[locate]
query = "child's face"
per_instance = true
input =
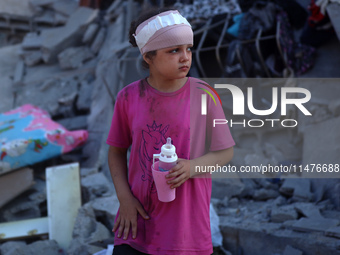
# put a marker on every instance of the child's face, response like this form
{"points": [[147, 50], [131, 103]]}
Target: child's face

**Exercise description**
Can you copy every line of the records above word for word, leaving out the pictures?

**The response**
[locate]
query = "child's face"
per_instance = true
input =
# put a marker on every instance of the child's face, response like this form
{"points": [[147, 50], [131, 103]]}
Target: child's face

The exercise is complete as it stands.